Task objective: Reproduce the text of every item below verbatim, but leave the pictures out of your answer.

Given records:
^^^^^^^^^^^^^^^^
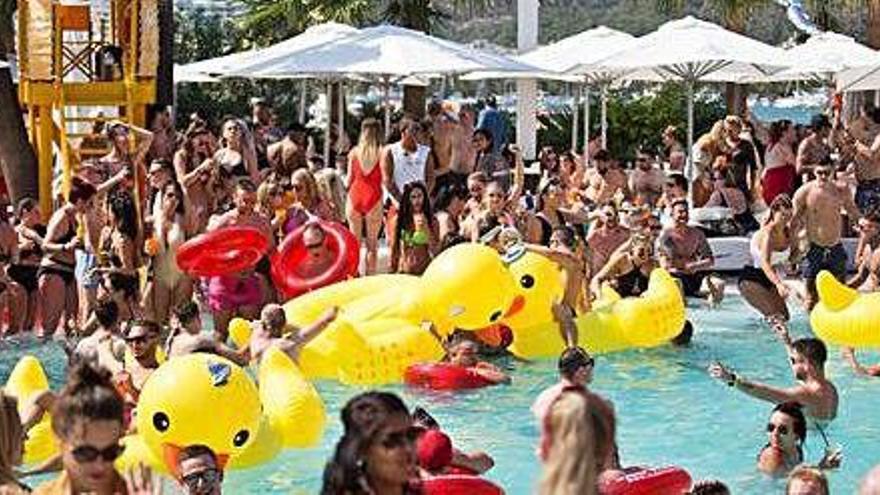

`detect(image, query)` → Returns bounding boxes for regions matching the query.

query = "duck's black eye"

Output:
[153,412,171,432]
[232,430,251,447]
^^^^^^^^^^^^^^^^
Solution for this exercise:
`detect(image, query)` → Returns bounding boxes for regions matching the query.

query = "duck's black eye"

Output:
[153,412,171,432]
[232,430,251,447]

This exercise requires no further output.